» **Work required**: Return the listing below in full, with every line exactly as it is.

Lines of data

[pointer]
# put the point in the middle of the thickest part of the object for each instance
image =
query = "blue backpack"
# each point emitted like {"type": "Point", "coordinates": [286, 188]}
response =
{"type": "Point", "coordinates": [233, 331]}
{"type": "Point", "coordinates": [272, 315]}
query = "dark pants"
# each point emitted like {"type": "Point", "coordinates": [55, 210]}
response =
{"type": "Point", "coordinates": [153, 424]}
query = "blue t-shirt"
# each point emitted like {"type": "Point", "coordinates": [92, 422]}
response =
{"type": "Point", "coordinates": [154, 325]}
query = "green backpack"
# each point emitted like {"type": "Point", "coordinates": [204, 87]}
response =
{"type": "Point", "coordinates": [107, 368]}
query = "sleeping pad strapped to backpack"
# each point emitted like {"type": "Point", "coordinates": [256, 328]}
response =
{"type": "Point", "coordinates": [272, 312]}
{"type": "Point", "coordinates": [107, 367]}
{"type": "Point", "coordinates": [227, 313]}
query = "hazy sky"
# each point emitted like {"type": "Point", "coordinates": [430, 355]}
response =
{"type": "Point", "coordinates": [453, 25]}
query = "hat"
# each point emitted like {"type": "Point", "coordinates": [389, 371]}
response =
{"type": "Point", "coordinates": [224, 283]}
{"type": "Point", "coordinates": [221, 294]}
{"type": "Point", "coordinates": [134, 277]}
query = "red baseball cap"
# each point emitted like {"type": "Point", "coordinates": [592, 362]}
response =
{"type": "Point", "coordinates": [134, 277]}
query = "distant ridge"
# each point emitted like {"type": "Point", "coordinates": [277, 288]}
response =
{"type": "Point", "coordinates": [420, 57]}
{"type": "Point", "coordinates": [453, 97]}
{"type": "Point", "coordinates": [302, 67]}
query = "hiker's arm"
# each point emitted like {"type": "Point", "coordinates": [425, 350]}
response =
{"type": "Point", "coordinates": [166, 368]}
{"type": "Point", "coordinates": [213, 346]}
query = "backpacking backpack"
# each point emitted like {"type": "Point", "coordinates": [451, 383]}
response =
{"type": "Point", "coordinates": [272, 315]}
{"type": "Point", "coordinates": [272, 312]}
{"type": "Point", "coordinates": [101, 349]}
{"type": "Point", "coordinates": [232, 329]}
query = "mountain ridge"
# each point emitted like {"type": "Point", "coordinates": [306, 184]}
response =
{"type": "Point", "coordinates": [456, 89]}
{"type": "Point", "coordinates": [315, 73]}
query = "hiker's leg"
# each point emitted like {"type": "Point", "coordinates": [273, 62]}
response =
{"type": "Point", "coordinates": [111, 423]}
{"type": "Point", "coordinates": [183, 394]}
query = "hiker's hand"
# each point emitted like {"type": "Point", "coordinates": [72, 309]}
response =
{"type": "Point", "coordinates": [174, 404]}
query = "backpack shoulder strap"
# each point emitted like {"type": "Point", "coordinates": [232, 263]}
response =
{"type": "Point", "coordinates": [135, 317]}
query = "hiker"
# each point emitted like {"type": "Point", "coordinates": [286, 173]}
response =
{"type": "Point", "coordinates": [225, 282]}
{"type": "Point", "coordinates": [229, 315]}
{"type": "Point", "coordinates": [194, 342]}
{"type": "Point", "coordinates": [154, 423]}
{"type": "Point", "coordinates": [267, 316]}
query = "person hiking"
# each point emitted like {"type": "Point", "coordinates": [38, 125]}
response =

» **Correct result**:
[pointer]
# put the point in the middle of the thickest part of the object for each instance
image =
query = "blue backpack"
# each point emitted like {"type": "Point", "coordinates": [286, 188]}
response =
{"type": "Point", "coordinates": [233, 331]}
{"type": "Point", "coordinates": [272, 315]}
query = "dark pants"
# each point emitted like {"type": "Point", "coordinates": [55, 210]}
response =
{"type": "Point", "coordinates": [153, 424]}
query = "blue t-shirt"
# each point emitted like {"type": "Point", "coordinates": [92, 422]}
response =
{"type": "Point", "coordinates": [154, 325]}
query = "green backpack"
# each point emitted like {"type": "Point", "coordinates": [204, 87]}
response =
{"type": "Point", "coordinates": [107, 368]}
query = "sleeping pad strapped to backpack"
# each point emitted like {"type": "Point", "coordinates": [256, 328]}
response =
{"type": "Point", "coordinates": [272, 312]}
{"type": "Point", "coordinates": [107, 367]}
{"type": "Point", "coordinates": [227, 313]}
query = "hazy sky"
# each point emitted like {"type": "Point", "coordinates": [430, 355]}
response =
{"type": "Point", "coordinates": [453, 25]}
query = "hat"
# each point emitted like {"type": "Point", "coordinates": [389, 371]}
response =
{"type": "Point", "coordinates": [224, 283]}
{"type": "Point", "coordinates": [221, 294]}
{"type": "Point", "coordinates": [134, 277]}
query = "red baseball cap"
# each point emitted like {"type": "Point", "coordinates": [592, 362]}
response =
{"type": "Point", "coordinates": [134, 277]}
query = "distant ridge"
# each point emitted like {"type": "Point", "coordinates": [277, 288]}
response =
{"type": "Point", "coordinates": [420, 57]}
{"type": "Point", "coordinates": [453, 97]}
{"type": "Point", "coordinates": [302, 67]}
query = "hiker's arm"
# each point emitted like {"type": "Point", "coordinates": [425, 350]}
response =
{"type": "Point", "coordinates": [166, 368]}
{"type": "Point", "coordinates": [213, 346]}
query = "backpacking backpack"
# each point emitted like {"type": "Point", "coordinates": [451, 383]}
response =
{"type": "Point", "coordinates": [272, 315]}
{"type": "Point", "coordinates": [272, 312]}
{"type": "Point", "coordinates": [101, 349]}
{"type": "Point", "coordinates": [232, 329]}
query = "mountain ridge"
# each point emitted like {"type": "Point", "coordinates": [306, 184]}
response =
{"type": "Point", "coordinates": [456, 89]}
{"type": "Point", "coordinates": [315, 73]}
query = "hiker's leg"
# each point emitted like {"type": "Point", "coordinates": [273, 62]}
response =
{"type": "Point", "coordinates": [111, 423]}
{"type": "Point", "coordinates": [183, 394]}
query = "hiker's hand"
# each point emitted like {"type": "Point", "coordinates": [72, 309]}
response =
{"type": "Point", "coordinates": [174, 404]}
query = "backpack shoulder strap"
# each point emitted like {"type": "Point", "coordinates": [232, 263]}
response =
{"type": "Point", "coordinates": [135, 317]}
query = "hiker"
# each point emitted like {"type": "Point", "coordinates": [286, 173]}
response =
{"type": "Point", "coordinates": [225, 282]}
{"type": "Point", "coordinates": [229, 315]}
{"type": "Point", "coordinates": [194, 342]}
{"type": "Point", "coordinates": [154, 423]}
{"type": "Point", "coordinates": [267, 316]}
query = "person hiking"
# each point emitted like {"type": "Point", "coordinates": [38, 125]}
response =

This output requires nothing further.